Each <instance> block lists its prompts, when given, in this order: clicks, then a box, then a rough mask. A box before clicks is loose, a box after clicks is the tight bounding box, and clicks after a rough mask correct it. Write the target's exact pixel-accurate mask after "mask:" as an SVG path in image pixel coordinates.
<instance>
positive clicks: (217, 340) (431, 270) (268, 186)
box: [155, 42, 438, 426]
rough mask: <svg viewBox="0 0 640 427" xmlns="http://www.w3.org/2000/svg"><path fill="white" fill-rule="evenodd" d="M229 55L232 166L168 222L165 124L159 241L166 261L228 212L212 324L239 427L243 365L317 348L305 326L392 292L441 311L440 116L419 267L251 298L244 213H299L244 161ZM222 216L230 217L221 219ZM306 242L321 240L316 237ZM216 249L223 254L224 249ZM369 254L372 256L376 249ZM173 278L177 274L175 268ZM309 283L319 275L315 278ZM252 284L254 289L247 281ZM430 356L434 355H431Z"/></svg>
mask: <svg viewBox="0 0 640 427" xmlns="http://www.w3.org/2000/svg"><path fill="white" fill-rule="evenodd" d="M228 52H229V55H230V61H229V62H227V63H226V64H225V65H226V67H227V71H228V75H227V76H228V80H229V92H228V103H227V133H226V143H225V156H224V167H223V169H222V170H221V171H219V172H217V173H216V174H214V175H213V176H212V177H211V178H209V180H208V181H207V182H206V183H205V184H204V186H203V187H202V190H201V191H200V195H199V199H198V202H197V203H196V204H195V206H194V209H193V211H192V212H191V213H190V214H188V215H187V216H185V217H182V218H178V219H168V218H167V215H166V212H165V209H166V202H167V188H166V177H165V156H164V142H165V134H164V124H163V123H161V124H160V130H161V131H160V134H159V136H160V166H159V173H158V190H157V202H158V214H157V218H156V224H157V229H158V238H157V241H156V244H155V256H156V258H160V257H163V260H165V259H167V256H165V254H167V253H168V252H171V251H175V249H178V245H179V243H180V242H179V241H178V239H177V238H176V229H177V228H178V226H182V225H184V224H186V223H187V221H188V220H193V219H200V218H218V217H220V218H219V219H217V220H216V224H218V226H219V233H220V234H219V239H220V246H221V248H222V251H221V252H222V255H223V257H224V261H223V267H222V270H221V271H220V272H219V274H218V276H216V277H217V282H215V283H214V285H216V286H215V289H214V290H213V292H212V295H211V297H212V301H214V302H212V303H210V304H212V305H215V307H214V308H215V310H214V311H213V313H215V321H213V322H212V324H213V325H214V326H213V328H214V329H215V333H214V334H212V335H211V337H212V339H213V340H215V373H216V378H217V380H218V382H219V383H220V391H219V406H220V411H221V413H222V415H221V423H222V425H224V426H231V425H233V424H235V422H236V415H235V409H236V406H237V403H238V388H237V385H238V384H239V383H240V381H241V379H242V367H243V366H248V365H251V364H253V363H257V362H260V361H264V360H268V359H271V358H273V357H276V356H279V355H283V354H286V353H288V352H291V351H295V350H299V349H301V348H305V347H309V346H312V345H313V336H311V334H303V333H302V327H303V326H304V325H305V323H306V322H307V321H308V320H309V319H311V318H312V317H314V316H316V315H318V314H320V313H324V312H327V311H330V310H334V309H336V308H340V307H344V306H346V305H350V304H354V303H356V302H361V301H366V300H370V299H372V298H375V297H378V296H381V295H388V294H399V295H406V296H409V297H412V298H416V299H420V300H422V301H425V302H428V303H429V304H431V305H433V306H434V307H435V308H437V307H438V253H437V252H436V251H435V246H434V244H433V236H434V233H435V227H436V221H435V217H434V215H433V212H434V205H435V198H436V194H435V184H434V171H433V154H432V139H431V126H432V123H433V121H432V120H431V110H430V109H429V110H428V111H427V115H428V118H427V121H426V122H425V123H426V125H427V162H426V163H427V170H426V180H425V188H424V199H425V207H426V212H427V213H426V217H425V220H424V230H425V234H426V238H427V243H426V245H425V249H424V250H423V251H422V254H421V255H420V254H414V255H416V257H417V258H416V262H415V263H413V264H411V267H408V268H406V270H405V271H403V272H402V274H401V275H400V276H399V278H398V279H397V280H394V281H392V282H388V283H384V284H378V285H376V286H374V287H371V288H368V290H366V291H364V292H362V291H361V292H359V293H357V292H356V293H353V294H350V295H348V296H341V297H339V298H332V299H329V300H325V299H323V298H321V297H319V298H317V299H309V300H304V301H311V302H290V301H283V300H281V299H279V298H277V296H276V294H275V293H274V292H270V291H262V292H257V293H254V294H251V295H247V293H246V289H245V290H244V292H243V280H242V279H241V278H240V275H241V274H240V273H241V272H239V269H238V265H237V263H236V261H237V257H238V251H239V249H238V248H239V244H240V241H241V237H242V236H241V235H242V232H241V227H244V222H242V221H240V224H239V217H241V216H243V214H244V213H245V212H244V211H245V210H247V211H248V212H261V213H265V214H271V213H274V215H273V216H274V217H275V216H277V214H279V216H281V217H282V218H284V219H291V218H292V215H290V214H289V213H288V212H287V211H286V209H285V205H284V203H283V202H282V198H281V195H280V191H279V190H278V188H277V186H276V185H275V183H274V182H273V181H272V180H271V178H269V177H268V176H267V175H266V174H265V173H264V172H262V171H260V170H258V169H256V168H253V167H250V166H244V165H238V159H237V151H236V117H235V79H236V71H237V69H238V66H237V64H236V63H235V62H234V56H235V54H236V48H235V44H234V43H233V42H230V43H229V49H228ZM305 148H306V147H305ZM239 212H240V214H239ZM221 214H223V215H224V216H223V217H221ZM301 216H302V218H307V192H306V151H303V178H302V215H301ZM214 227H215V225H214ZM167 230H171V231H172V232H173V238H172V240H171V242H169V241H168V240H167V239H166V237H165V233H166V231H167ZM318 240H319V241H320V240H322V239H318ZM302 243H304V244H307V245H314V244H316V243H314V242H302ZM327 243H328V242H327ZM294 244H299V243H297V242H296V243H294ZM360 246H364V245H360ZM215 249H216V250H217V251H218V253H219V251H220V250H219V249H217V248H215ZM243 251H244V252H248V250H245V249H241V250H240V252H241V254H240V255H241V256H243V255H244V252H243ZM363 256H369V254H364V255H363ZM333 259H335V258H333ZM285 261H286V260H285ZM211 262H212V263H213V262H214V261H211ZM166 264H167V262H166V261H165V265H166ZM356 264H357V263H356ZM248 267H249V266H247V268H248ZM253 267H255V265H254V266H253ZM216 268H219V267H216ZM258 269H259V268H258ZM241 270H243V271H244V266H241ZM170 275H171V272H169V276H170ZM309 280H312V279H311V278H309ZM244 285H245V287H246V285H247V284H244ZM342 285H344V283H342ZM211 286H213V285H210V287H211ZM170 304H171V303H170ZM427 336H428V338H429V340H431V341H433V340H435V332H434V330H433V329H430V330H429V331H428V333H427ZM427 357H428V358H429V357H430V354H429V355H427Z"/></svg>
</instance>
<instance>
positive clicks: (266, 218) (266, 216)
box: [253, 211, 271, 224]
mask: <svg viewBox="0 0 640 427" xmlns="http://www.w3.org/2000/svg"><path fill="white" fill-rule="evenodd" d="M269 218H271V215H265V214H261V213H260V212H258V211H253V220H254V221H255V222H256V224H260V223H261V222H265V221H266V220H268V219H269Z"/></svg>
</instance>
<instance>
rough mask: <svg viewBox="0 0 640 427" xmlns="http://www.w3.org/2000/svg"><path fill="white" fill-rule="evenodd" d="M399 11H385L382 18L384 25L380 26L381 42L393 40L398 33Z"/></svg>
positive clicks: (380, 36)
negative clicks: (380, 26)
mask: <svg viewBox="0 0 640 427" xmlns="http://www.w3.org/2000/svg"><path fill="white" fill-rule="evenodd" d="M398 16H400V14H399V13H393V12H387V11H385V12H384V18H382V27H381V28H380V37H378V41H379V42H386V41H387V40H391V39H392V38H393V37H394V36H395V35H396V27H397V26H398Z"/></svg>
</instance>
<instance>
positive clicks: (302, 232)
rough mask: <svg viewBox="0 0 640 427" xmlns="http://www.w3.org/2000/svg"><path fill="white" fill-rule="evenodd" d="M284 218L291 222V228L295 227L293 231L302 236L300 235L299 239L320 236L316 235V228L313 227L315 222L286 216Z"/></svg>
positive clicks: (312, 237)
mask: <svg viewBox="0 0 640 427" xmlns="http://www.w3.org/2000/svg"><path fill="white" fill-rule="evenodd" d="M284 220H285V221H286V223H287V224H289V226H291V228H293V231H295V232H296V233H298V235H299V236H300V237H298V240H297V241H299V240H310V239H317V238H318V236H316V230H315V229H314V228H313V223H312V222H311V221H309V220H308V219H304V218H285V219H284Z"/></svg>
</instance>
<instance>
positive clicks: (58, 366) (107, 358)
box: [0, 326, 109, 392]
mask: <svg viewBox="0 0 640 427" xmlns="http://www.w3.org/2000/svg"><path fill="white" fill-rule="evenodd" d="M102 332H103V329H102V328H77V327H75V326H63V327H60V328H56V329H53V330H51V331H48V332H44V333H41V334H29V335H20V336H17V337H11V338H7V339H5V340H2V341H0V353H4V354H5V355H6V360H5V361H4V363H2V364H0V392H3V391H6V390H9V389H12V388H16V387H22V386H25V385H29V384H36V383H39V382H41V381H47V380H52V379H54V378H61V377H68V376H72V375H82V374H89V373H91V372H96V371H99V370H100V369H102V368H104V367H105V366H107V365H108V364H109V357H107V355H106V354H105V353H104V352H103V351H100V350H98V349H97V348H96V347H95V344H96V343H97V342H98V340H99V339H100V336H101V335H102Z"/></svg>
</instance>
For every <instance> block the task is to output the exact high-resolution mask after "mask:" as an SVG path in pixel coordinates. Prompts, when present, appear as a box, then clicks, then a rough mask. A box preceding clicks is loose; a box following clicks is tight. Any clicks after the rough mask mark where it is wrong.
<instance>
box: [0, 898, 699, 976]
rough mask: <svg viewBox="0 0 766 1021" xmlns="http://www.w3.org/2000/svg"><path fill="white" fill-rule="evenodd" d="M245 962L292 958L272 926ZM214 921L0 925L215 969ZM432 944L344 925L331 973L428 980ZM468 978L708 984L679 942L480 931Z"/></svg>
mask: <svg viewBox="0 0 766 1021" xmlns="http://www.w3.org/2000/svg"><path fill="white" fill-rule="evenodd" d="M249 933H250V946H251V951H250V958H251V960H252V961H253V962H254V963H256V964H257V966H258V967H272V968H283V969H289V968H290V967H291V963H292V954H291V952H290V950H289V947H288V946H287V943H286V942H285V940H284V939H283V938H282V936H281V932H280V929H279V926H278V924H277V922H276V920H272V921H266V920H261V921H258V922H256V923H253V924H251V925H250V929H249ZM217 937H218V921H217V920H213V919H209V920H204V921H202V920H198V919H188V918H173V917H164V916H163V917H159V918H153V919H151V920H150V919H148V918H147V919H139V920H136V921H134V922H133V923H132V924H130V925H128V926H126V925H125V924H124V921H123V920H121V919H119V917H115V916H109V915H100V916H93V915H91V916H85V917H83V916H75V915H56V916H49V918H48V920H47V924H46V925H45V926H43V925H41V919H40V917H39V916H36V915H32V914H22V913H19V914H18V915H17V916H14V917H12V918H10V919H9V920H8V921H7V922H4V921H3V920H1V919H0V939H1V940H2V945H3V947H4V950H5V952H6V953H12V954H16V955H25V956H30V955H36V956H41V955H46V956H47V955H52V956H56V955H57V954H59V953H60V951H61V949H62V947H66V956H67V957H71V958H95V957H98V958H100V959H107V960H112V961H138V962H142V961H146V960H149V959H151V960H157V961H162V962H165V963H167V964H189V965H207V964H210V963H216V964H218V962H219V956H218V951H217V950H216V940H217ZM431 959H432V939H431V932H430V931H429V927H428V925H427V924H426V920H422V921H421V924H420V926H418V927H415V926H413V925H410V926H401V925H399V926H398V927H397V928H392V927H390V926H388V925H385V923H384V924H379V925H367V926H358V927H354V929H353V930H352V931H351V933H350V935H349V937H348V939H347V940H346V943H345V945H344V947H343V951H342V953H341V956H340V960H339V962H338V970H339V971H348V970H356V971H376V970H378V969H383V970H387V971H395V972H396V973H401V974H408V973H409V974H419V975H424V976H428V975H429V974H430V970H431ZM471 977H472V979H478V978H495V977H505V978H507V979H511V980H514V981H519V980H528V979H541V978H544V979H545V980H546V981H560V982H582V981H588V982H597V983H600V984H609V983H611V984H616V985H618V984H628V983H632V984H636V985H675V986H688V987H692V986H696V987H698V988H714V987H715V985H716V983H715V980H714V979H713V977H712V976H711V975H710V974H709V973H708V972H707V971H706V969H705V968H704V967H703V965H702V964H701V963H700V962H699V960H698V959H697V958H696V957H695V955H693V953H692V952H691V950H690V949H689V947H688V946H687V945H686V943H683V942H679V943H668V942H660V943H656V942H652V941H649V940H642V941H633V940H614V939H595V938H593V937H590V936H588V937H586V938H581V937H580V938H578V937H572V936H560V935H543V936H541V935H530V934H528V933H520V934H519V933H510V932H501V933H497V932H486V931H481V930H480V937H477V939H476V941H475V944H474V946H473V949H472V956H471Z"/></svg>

• • • • •

Rewrite everything from the start of the lines down through the line containing "box: [155, 42, 438, 426]", replacing "rough mask" with "coarse mask" and leaving all else unchanged.

Result of the task:
Each <instance> block lists its prompts, when given, in this order: clicks, then a box, then a coarse mask. A box before clicks is loose, a box after clicks is the tight bounding box, and clicks after a coarse mask correct it. Write the target's exact pixel-accurate mask after "mask:" as an SVG path in image pixel coordinates.
<instance>
positive clicks: (217, 340) (431, 270) (268, 186)
box: [155, 42, 438, 426]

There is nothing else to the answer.